REQUESTS:
1) Answer the following from the court opinion on allocution, one line each:
(a) What question did the trial court put to the appellant at sentencing?
(b) Approximately how long after the trial did sentencing take place?
(c) Which case does the opinion cite for the rule that, in capital cases, an objection in the trial court is necessary to raise the issue on appeal?
2) For each statement below, state whether it agrees with the court opinion on allocution, answering yes or no and quoting the words of the opinion that decide it:
(a) The trial court used the precise language of the statute when addressing the appellant.
(b) The appellant was serving a life sentence in Michigan.
(c) The appellant objected to the procedure at sentencing.
3) Extend the court opinion on allocution, beginning after its final sentence.

SUPPLIED TEXT:

— Start —

A jury found appellant guilty of two counts of capital felony murder and assessed his punishment at death by electrocution on each conviction. Appellant first contends that the court committed reversible error by denying him his right to allocution under Ark. Stat. Ann. § 43-2303 (Repl. 1964). The statute provides that “[w]hen the defendant appears for judgment .... he must” be asked (by the court) “if he has any legal cause to show why judgment should not be pronounced against him.” Here the trial court did not use that specific language. He asked appellant, in the presence of court appointed counsel: “Do you have anything that you wish to say?” In response, the appellant replied: “I am sorry for what happened. I never did shoot anyone. This is all I would like to say about that. I would like to put my appeal in.” The court: “You will be granted an appeal.” Counsel: “I explained to him that we will appeal after the judgment is entered.” Then in response to the court’s inquiry, “You understand everything that is going on?”, appellant replied: “Yes, sir, I understand.” The court then stated that the judgments and sentences he had imposed are “subject to the agreement between the State of Arkansas and the State of Michigan” and the commitment would so provide. Further, appellant would be returned to Michigan where he was serving a life sentence for murder plus forty to sixty years on assault with intent to murder. The sentencing was approximately one week following the trial. At sentencing, appellant agreed that he had “waived, by your attorney, and agreed that your judgment could be pronounced here in Dewitt where you were charged rather than in Lonoke County.”
The purpose of a statute such as ours is to give the accused, upon sentencing, an opportunity to show any cause why sentence should not be pronounced. Where a question is addressed to the defendant which affords him an opportunity to express why sentencing should not be pronounced, it is unnecessary that the precise language of the statute be used. People ex rel. Bester v. Johnston, 9 A.D. 2d 827, 192 N.Y.S. 2d 947 (1959); Valdez v. State, 479 S.W. 2d 927 (Tex. Crim. App. 1972); and 24 C.J.S. Criminal Law § 1576 (b). Here the question asked by the court upon sentencing of the appellant gave him the unfettered right to state any cause, legal or otherwise, as to why sentence should not be pronounced. The appellant’s response was not restricted in any manner. He was assured of his right of appeal, as an indigent, by the court and that the sentences were subject to the agreement that he would be returned to Michigan where, as indicated, he was serving two sentences. Appellant was present with counsel at the sentencing and there was no objection to the procedure. Neither has any objection been raised by a motion for a new trial, which is permissible. Finch v. State, 262 Ark. 313, 556 S.W. 2d 434 (1977). We have held that in capital cases it is necessary to make an objection in the trial court in order to raise the issue on appeal. Hulsey v. State, 261 Ark. 449, 549 S.W. 2d 73 (1977), cert. den., ___ U.S ___, 99 S. Ct. 220, 58 L. Ed. 2d 194 (1978). We further observe that here on appeal, although raised for the first time, there is no suggestion of any prejudice other than the court did not follow the exact wording of the statute. Upon a review of the entire sentencing procedure, we are of the view no prejudicial error as to allocution is demonstrated. See Tate v. State, 258 Ark. 135, 524 S.W. 2d 624 (1975).

— End —

ITEMS:
— Start —

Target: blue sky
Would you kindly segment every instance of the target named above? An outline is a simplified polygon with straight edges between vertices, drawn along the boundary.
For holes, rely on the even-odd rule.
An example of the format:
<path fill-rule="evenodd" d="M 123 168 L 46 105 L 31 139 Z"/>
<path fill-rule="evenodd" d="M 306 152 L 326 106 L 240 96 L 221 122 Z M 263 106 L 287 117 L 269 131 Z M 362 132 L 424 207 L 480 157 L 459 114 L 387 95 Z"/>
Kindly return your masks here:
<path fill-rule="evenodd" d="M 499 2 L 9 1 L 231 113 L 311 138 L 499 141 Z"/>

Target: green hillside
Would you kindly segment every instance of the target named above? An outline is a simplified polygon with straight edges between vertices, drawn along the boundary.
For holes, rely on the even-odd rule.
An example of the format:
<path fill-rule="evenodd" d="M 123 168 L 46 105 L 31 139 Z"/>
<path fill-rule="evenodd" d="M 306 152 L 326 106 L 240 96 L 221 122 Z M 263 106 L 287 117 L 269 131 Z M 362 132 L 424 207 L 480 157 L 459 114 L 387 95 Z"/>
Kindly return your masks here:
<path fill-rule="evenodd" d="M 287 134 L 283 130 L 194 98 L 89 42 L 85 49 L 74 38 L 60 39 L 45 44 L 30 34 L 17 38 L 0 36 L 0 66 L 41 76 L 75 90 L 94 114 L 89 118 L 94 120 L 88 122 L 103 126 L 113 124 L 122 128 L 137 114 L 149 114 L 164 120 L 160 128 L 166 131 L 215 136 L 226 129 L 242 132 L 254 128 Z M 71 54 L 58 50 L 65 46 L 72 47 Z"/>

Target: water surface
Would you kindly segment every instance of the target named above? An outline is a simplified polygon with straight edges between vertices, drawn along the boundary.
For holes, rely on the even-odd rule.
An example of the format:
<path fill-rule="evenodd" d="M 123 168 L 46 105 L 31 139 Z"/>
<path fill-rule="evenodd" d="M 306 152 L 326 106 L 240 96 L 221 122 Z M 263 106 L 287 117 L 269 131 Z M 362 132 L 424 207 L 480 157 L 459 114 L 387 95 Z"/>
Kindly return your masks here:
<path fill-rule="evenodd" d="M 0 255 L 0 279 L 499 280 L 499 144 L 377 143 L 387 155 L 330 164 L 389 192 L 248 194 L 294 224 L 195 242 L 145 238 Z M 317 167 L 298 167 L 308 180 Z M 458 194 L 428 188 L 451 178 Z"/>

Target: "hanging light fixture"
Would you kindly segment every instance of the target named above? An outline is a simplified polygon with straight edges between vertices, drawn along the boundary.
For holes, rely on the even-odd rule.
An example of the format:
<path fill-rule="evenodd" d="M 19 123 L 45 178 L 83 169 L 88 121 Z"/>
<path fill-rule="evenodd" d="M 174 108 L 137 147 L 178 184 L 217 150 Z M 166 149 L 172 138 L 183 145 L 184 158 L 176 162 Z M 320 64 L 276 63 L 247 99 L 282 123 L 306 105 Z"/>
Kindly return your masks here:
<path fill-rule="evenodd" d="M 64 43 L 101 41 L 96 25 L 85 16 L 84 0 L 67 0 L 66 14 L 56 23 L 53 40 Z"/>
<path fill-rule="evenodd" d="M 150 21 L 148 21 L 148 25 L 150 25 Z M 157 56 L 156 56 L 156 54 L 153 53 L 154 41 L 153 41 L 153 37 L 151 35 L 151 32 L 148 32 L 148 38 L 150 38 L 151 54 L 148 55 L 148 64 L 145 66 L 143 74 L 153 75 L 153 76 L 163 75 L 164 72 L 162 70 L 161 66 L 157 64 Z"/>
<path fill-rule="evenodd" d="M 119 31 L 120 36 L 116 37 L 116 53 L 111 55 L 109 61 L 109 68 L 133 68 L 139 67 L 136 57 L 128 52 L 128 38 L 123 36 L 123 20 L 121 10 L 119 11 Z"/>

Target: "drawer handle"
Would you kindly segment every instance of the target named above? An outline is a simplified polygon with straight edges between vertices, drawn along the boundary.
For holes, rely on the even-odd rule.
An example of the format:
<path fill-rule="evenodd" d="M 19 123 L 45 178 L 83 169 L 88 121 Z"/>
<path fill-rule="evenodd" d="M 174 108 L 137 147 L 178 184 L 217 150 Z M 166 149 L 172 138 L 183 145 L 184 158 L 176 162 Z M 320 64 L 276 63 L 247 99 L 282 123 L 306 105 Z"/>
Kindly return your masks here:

— End —

EXPECTED ANSWERS:
1)
(a) "Do you have anything that you wish to say?"
(b) Approximately one week.
(c) Hulsey v. State, 261 Ark. 449, 549 S.W. 2d 73 (1977).

2)
(a) No: "Here the trial court did not use that specific language."
(b) Yes: "he was serving a life sentence for murder plus forty to sixty years on assault with intent to murder."
(c) No: "there was no objection to the procedure."

3)
Appellant next contends that the imposition of two death penalties constitutes cruel and unusual punishment. The death penalty per se is not violative of our Federal Eighth and Fourteenth Amendments. Gregg v. Georgia, 428 U.S. 153, 96 S. Ct. 2909, 49 L. Ed. 2d 859 (1976); Proffitt v. Florida, 428 U.S. 242, 96 S. Ct. 2960, 49 L. Ed. 2d 913 (1976); Jurek v. Texas, 428 U.S. 262, 96 S. Ct. 2950, 49 L. Ed. 2d 929 (1976); Collins v. State, 261 Ark. 195, 548 S.W. 2d 106 (1977), cert. den. 429 U.S. 808, 98 S. Ct. 231, 54 L. Ed. 2d 158 (Oct. 3, 1977); and Pickens v. State, 261 Ark. 756, 551 S.W. 2d 212 (1977). The cumulative effect of consecutive sentences does not make the punishment cruel and unusual. Hinton v. State, 260 Ark. 42, 537 S.W. 2d 800 (1976). Here appellant was convicted of two felony murders and received the death sentence in each, as authorized by statute for each offense, which is not so disproportionate to the nature of the offense as to shock the moral sense of the community. See Hinton v. State, supra.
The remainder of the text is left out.